- About this exercise: When you find the line with "of the light" among the records below, reproduce it and each line after it exactly, ending with the line with "Phrase: light switch".

++++++

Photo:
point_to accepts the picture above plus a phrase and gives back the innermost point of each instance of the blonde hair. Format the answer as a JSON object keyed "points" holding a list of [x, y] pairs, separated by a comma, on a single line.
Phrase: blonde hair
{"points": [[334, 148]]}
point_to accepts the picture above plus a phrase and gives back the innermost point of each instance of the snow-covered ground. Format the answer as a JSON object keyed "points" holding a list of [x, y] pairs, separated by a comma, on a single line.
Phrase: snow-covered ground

++++++

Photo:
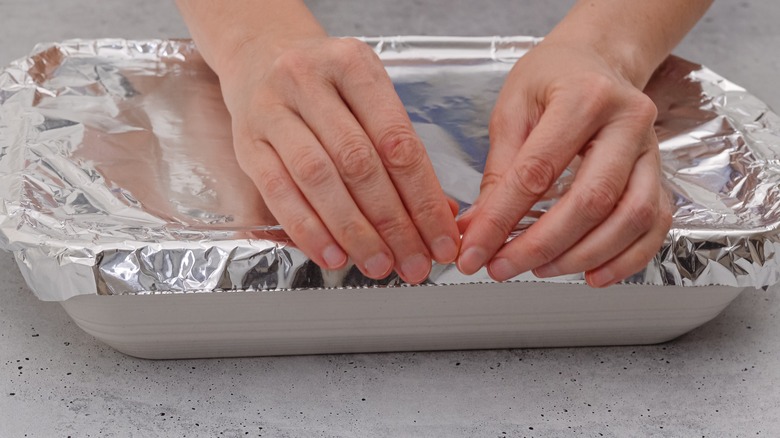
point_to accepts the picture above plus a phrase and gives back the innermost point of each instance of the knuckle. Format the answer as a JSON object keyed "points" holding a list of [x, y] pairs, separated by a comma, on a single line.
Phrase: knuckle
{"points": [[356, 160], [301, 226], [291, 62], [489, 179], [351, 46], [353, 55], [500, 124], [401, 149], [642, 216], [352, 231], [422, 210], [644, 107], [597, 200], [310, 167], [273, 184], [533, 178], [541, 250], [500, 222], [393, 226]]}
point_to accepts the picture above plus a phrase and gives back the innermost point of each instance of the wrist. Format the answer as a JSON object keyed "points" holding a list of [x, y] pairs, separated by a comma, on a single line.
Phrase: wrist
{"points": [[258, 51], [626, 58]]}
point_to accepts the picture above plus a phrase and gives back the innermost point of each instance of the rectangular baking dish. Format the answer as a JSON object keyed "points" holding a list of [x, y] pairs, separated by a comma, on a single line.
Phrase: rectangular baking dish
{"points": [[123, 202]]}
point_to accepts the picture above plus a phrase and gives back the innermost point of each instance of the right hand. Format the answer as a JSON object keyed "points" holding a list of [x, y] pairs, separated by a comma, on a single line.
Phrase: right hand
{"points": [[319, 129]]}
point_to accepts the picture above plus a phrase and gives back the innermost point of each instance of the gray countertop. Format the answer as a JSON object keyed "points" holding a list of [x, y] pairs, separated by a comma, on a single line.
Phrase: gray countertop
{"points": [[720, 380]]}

++++++

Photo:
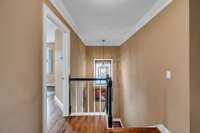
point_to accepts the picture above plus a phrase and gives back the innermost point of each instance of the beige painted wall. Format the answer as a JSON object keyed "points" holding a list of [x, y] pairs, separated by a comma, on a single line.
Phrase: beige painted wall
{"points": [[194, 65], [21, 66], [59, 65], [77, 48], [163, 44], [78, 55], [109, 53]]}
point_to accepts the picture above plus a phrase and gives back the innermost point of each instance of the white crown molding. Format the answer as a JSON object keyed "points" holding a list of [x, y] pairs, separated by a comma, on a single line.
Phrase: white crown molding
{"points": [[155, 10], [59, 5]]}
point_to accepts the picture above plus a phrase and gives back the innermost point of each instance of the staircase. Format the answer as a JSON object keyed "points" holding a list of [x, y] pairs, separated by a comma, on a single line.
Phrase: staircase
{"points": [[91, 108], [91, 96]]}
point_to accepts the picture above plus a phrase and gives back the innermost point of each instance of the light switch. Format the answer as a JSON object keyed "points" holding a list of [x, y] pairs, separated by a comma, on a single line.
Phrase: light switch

++++++

- Written solution:
point_to accepts the picture above plus a phrase and gives back the innermost point of each instance of the light switch. Format the answer as a JSON object keyed "points" holding a list of [x, y] pairs, separated by a comma, on a single line.
Phrase: light switch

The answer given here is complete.